Prompt: Reproduce nothing but the closing run of lines: the line with "Expected behaviour: a marker sits on the swan tail, one" and each line that follows it to the end of the data.

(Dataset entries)
** Begin **

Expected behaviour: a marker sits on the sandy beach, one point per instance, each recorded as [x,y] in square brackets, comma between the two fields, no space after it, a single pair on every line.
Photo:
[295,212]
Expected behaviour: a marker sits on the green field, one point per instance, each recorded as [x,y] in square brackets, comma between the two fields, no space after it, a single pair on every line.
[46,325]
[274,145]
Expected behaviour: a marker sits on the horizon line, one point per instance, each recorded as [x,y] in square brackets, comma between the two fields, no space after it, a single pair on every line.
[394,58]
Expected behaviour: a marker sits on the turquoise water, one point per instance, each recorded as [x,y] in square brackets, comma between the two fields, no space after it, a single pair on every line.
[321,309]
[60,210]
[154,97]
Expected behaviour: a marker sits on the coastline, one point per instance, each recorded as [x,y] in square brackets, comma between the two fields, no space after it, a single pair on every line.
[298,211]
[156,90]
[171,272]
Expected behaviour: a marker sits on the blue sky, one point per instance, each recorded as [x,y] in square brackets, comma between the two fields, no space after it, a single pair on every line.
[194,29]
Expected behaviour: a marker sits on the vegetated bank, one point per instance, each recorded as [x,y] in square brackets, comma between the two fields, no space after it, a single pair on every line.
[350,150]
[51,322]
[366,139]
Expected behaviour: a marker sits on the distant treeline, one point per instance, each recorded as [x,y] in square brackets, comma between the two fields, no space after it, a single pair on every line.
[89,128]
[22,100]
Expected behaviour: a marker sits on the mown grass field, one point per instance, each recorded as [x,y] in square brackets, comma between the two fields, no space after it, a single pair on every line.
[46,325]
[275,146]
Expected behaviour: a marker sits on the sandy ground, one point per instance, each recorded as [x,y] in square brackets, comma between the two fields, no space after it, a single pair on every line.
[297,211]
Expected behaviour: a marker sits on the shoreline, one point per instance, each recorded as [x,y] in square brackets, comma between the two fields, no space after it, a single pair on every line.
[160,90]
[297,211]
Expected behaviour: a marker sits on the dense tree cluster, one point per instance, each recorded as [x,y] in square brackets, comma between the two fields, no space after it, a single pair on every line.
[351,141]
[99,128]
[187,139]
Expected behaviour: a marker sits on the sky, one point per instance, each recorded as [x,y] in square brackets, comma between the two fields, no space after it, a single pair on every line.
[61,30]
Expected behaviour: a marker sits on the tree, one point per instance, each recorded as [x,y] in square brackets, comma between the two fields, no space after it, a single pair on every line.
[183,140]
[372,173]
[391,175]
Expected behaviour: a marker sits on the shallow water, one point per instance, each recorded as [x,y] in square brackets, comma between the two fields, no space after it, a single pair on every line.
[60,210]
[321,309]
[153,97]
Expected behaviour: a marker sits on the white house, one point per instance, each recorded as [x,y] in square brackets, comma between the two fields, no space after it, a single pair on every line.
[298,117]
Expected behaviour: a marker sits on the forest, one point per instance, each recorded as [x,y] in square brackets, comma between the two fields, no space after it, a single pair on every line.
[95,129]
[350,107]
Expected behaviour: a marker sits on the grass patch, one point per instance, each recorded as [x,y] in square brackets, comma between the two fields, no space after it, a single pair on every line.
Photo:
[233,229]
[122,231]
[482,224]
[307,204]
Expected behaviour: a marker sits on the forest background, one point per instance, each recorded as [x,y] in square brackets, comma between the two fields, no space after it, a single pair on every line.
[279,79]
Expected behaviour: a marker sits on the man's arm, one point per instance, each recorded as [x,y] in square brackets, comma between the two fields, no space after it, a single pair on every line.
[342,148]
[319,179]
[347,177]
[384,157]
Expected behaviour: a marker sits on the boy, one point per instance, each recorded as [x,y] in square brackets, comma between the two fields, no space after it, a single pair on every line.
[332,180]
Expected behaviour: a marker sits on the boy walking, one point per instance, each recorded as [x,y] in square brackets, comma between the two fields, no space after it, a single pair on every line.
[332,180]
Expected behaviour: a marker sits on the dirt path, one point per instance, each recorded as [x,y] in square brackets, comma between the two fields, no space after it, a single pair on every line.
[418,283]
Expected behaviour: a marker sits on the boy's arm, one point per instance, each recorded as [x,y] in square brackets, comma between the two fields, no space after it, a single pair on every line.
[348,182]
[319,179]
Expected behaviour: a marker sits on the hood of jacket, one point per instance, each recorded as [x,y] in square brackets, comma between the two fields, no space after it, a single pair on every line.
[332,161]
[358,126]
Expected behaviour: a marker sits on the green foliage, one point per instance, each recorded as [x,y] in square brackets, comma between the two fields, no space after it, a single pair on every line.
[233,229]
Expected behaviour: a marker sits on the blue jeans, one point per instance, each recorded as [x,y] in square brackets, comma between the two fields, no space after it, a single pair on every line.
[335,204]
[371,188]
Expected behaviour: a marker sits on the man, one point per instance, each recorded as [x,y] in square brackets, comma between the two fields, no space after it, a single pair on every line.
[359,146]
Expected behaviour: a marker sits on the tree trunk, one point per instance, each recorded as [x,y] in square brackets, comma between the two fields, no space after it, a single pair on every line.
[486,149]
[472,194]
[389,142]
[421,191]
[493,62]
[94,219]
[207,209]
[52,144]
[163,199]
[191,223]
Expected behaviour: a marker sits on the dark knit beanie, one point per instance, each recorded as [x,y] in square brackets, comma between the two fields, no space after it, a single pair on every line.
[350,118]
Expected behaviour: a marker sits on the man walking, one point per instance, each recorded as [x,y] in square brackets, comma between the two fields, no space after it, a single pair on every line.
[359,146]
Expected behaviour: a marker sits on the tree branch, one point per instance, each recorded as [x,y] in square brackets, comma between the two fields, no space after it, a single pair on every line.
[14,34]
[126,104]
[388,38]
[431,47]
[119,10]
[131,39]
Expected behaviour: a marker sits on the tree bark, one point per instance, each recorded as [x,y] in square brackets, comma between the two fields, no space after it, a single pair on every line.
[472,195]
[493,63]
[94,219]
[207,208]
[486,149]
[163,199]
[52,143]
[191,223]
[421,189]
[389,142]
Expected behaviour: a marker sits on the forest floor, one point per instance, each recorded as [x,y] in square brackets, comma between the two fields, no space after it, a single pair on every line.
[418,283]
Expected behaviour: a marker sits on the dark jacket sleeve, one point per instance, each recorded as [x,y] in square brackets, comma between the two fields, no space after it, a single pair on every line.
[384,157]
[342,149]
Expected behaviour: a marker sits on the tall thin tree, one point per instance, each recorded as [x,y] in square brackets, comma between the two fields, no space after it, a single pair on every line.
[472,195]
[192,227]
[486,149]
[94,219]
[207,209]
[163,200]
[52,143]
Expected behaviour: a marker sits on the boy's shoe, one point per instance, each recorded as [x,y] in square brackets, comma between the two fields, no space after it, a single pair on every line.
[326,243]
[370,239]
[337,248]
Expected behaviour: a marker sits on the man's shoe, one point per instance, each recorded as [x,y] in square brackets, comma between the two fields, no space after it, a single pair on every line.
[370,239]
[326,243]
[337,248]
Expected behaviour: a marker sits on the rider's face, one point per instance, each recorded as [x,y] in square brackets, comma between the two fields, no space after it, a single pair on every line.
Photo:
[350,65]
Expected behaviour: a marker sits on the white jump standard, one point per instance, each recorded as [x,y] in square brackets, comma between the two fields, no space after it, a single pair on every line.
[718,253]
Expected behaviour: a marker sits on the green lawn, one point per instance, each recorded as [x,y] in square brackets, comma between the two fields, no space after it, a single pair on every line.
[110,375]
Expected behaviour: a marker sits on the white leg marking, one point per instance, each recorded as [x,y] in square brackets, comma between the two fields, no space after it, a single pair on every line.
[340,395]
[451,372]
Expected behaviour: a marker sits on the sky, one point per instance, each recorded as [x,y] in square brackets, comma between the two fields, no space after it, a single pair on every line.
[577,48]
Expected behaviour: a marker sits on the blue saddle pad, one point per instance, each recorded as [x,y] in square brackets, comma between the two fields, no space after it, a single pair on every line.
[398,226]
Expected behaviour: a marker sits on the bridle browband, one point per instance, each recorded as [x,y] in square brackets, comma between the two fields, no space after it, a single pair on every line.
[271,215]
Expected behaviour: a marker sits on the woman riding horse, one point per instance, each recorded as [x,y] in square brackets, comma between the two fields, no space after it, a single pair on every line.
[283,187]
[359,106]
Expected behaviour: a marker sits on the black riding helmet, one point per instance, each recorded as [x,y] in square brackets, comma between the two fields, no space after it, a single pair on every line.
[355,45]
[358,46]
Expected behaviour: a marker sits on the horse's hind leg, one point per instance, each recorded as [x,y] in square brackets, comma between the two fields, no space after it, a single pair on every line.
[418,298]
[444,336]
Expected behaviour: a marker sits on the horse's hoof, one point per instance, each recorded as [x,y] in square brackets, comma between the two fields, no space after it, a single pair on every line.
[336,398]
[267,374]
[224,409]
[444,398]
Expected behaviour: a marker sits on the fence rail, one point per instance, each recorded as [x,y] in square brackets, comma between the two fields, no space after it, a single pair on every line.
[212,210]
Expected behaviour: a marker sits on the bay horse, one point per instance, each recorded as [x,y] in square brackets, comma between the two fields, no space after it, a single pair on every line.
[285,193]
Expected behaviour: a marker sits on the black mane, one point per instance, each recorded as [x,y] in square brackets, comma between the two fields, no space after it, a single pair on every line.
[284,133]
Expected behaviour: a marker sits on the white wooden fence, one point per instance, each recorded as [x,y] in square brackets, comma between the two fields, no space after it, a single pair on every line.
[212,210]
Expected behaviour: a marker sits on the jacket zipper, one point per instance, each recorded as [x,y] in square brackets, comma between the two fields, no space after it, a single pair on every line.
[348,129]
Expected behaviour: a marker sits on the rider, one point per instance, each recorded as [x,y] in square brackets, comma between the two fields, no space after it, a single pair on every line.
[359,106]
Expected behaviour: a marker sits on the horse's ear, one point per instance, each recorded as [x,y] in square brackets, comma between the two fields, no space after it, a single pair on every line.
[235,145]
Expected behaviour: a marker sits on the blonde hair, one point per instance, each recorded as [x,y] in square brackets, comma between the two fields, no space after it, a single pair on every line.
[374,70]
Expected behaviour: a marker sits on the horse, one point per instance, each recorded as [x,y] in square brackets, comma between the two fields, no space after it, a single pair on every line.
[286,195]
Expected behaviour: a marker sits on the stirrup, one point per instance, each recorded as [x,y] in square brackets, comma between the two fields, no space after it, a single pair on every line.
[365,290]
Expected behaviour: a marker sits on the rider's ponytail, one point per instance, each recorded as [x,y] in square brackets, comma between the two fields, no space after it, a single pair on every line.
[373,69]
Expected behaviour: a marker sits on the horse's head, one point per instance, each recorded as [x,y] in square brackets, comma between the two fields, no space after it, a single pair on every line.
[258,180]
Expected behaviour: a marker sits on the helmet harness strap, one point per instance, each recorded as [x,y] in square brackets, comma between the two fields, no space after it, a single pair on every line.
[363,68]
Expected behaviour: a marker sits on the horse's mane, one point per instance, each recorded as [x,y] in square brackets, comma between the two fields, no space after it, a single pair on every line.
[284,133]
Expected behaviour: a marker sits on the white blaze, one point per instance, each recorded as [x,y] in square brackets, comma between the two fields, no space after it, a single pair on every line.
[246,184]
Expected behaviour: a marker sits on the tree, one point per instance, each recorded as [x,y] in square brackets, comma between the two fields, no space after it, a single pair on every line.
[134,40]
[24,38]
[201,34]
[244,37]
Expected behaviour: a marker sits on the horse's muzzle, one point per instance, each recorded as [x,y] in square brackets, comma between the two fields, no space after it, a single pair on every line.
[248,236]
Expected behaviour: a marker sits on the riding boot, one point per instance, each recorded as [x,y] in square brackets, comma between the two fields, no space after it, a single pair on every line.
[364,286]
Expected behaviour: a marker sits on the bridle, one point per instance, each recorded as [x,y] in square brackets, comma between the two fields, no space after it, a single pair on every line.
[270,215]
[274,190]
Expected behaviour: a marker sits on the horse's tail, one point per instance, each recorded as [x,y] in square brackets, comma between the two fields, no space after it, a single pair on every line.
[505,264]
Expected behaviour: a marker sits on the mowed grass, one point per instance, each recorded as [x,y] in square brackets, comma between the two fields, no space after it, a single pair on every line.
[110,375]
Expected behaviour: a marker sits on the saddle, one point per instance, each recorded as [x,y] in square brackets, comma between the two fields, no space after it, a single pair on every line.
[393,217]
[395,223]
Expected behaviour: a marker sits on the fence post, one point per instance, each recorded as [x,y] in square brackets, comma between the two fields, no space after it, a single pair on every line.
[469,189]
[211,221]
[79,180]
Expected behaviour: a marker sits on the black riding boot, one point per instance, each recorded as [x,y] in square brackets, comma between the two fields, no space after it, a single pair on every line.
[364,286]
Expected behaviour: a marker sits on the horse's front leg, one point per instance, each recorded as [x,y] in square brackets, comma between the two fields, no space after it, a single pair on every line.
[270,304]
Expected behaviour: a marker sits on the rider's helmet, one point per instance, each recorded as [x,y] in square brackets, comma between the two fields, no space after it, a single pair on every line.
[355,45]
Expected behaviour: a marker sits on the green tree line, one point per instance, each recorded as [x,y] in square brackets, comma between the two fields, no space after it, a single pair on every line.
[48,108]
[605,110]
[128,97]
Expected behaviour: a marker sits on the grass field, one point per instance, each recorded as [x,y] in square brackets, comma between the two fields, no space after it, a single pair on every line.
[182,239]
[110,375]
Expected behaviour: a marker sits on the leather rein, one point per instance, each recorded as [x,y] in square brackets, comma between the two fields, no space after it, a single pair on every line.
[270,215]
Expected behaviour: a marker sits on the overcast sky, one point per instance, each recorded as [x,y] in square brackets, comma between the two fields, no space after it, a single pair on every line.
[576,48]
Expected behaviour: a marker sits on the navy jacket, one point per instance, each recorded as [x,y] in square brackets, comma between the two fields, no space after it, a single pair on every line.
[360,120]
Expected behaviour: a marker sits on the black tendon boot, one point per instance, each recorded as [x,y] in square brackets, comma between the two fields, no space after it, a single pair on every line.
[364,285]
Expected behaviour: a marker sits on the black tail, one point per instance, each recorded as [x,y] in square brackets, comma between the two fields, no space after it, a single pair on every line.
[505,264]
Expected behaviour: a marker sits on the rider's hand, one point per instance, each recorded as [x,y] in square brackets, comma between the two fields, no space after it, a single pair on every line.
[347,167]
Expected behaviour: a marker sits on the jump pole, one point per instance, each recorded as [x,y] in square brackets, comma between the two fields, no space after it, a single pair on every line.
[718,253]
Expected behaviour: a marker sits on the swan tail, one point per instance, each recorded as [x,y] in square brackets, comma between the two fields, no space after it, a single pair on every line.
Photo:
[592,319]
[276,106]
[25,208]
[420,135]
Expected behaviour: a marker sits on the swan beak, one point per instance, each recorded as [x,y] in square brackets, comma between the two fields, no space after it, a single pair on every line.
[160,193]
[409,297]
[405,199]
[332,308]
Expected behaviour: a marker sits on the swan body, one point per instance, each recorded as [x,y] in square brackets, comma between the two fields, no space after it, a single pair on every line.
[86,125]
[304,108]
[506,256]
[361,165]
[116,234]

** End **

Result below:
Expected behaviour: a marker sits on the swan tail, one point per instance, each recorded as [x,y] in square brackets, comma between the two fields, no space after it, a single pair on every line.
Photo:
[592,319]
[276,106]
[25,208]
[420,135]
Expected behaviour: a marker sits on the swan beak, one point per instance, each recorded as [x,y] in square brackets, comma between the two fields, no space after it, a single pair on every line.
[160,193]
[409,297]
[405,199]
[332,308]
Expected behaviour: a marker sits on the swan body, one point per instance, each recorded as [x,y] in square brackets, comma between the two fields, no space after it, a single pair on every line.
[86,125]
[304,108]
[506,256]
[361,165]
[116,234]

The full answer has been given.